▸ **WHAT IS ASKED**:
Please copy the records below exactly as they appear, line for line.
==== EXERCISE MATERIALS ====
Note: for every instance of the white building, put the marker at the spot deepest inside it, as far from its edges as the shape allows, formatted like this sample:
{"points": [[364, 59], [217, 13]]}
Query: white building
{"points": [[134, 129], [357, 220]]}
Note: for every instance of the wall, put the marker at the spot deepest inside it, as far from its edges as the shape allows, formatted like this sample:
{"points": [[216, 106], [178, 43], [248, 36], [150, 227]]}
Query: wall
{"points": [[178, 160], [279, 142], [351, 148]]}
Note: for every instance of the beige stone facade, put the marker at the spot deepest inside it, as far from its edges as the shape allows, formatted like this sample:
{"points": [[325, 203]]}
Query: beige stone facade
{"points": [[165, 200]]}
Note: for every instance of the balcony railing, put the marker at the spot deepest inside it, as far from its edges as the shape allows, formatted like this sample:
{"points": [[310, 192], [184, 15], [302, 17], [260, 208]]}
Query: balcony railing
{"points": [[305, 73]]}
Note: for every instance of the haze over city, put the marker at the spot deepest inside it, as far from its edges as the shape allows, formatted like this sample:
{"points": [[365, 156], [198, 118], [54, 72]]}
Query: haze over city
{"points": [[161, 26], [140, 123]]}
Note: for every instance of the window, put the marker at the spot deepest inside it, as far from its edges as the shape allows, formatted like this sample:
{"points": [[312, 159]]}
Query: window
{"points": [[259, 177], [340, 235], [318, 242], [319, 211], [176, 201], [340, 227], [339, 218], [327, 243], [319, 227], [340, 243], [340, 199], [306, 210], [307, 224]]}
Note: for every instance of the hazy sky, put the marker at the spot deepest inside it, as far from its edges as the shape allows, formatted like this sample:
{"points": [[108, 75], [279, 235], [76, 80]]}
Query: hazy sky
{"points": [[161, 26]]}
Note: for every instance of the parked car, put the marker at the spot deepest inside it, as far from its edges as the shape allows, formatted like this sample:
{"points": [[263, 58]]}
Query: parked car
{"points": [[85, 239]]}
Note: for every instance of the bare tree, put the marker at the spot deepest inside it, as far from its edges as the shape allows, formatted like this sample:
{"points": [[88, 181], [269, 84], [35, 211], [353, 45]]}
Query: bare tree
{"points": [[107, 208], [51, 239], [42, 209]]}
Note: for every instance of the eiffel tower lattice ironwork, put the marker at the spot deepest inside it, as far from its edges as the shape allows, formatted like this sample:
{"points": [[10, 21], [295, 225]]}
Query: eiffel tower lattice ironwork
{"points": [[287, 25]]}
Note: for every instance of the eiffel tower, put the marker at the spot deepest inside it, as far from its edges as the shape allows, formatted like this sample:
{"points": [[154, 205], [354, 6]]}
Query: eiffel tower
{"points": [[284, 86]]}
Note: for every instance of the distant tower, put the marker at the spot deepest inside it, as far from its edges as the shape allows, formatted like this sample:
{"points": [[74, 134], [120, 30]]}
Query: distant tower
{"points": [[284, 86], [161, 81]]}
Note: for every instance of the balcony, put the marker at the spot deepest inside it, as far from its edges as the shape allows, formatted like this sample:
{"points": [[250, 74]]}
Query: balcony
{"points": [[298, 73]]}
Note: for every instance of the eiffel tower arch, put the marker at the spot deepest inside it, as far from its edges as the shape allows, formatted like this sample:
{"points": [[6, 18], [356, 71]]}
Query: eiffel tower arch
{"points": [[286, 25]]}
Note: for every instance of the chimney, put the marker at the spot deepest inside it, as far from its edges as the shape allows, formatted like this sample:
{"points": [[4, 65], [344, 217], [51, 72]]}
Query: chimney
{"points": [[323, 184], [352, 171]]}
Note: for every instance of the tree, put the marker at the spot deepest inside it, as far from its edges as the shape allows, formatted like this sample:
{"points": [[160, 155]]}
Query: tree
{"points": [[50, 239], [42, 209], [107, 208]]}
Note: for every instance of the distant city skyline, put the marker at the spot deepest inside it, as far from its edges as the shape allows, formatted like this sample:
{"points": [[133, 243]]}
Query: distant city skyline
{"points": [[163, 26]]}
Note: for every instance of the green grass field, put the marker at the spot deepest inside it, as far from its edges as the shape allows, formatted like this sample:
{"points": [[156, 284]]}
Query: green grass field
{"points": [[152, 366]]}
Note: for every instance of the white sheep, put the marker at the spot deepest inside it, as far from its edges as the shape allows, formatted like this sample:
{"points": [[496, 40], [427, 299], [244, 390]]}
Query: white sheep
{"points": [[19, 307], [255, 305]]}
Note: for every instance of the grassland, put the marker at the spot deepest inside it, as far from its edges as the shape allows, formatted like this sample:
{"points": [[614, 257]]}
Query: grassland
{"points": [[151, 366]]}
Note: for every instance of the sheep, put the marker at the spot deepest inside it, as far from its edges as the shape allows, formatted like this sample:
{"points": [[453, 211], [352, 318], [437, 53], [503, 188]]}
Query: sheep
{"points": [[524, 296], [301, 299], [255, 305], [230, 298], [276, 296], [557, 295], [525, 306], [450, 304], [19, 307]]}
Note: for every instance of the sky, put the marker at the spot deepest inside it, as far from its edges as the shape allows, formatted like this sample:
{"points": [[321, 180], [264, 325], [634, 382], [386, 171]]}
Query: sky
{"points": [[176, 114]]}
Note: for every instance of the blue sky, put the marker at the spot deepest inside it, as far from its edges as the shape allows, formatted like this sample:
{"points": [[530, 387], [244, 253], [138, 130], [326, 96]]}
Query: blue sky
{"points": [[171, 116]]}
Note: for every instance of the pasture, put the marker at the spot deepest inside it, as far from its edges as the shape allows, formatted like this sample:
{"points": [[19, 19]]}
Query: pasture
====
▸ **IN RESPONSE**:
Note: for every instance of the white building, put the marker at the spot deepest inside it, as far from its edges as the shape allows, formatted like this sample:
{"points": [[364, 59], [217, 13]]}
Query: white building
{"points": [[134, 129], [357, 220]]}
Note: for every instance of the wall, put the marker at the spot deepest inside it, as far from its edges as the shape allows, formatted like this sample:
{"points": [[216, 106], [178, 43], [248, 36], [150, 227]]}
Query: wall
{"points": [[178, 160], [279, 142], [351, 148]]}
Note: for every instance of the beige stone facade, put the marker at the spot deepest inside it, as far from its edges as the shape allows, formatted like this sample:
{"points": [[325, 203]]}
Query: beige stone facade
{"points": [[165, 200]]}
Note: for every instance of the balcony railing, put the marker at the spot deepest inside it, as far from its edges as the shape allows, formatted like this sample:
{"points": [[310, 192], [184, 15], [302, 17], [260, 208]]}
Query: balcony railing
{"points": [[305, 73]]}
Note: for every instance of the haze over city, put the marker at the spot deepest inside it, as far from its edges as the shape allows, formatted like this sample:
{"points": [[365, 156], [198, 118], [54, 72]]}
Query: haze over city
{"points": [[161, 26], [140, 123]]}
Note: for every instance of the window, put the marker at the spot deepest inside it, as far from its edges as the shape allows, formatted like this sample:
{"points": [[312, 159]]}
Query: window
{"points": [[259, 177], [340, 235], [318, 242], [319, 211], [176, 201], [340, 227], [339, 218], [327, 243], [319, 227], [340, 243], [340, 199], [306, 210], [307, 224]]}
Note: for every instance of the hazy sky, put the marker at the spot deepest inside it, as far from its edges as the shape allows, formatted like this sample:
{"points": [[108, 75], [279, 235], [76, 80]]}
Query: hazy sky
{"points": [[161, 26]]}
Note: for every instance of the parked car, put the marker at the spot deepest inside it, as far from its edges as the shape allows, formatted like this sample:
{"points": [[263, 58]]}
Query: parked car
{"points": [[85, 239]]}
Note: for every instance of the bare tree, put the marker at the spot deepest inside it, as far from its edges as the shape allows, formatted like this sample:
{"points": [[88, 181], [269, 84], [35, 211], [353, 45]]}
Query: bare tree
{"points": [[107, 208], [51, 239], [42, 209]]}
Note: for every instance of the eiffel tower lattice ironwork, put the marker at the spot deepest inside it, as far from its edges as the shape allows, formatted like this sample:
{"points": [[10, 21], [295, 225]]}
Query: eiffel tower lattice ironwork
{"points": [[287, 25]]}
Note: for every instance of the eiffel tower, put the marker at the spot deepest inside it, as far from its edges as the shape allows, formatted like this sample:
{"points": [[154, 205], [354, 6]]}
Query: eiffel tower
{"points": [[284, 86]]}
Note: for every instance of the distant tower, put the marker at the spot deepest inside it, as far from its edges as the shape allows, formatted like this sample:
{"points": [[74, 134], [120, 30]]}
Query: distant tower
{"points": [[284, 86], [161, 81]]}
Note: for every instance of the balcony, put the marker at the spot deepest inside it, as far from its edges as the shape allows, formatted like this sample:
{"points": [[250, 74]]}
Query: balcony
{"points": [[298, 73]]}
Note: for every instance of the eiffel tower arch, put the marker at the spot deepest inside it, as far from its edges as the shape allows, formatted like this sample:
{"points": [[6, 18], [356, 71]]}
Query: eiffel tower arch
{"points": [[286, 25]]}
Note: for every instance of the chimney, put the marker at the spot deepest inside it, as far from its edges as the shape allows, formatted like this sample:
{"points": [[4, 65], [344, 217], [51, 72]]}
Query: chimney
{"points": [[323, 184], [352, 171]]}
Note: for every instance of the tree, put the marker at the spot deepest inside it, as far from its edges as the shape allows, formatted like this sample:
{"points": [[160, 155]]}
Query: tree
{"points": [[50, 239], [42, 209], [107, 208]]}
Note: for every instance of the distant city skyline, put the marker at the spot deepest inside it, as far from its edges as the shape allows, formatted like this sample:
{"points": [[133, 243]]}
Query: distant city skyline
{"points": [[163, 26]]}
Note: for every instance of the green grass field, put the marker at the spot deepest inside it, as far from its edges as the shape allows, formatted like this sample:
{"points": [[156, 284]]}
Query: green grass field
{"points": [[152, 366]]}
Note: for every instance of the white sheep, put the marker at the spot deepest inside it, as far from its edges as the shape allows, formatted like this sample:
{"points": [[496, 40], [427, 299], [244, 390]]}
Query: white sheep
{"points": [[19, 307], [255, 305]]}
Note: for every instance of the grassland, put the marker at the spot deepest inside it, as far from its edges as the shape allows, formatted like this sample:
{"points": [[614, 257]]}
Query: grassland
{"points": [[151, 366]]}
Note: for every instance of the sheep, put the marker at the spot deepest inside it, as far from its edges as the shape allows, formatted like this sample:
{"points": [[453, 211], [352, 318], [437, 53], [503, 188]]}
Query: sheep
{"points": [[524, 296], [301, 299], [255, 305], [230, 298], [276, 296], [557, 295], [525, 306], [450, 304], [19, 307]]}
Note: for every instance of the sky, put the marker at the spot deepest inside it, as far from its edges as the shape allows, formatted like this sample:
{"points": [[321, 180], [264, 325], [634, 382], [386, 171]]}
Query: sky
{"points": [[176, 114]]}
Note: for every instance of the blue sky, put the marker at the spot deepest inside it, as far from its edges as the shape allows, formatted like this sample:
{"points": [[530, 387], [244, 253], [138, 130], [326, 96]]}
Query: blue sky
{"points": [[171, 116]]}
Note: for every instance of the pasture, put the marker at the spot deepest inside it, as far from its edges as the shape allows, formatted like this sample:
{"points": [[19, 19]]}
Query: pasture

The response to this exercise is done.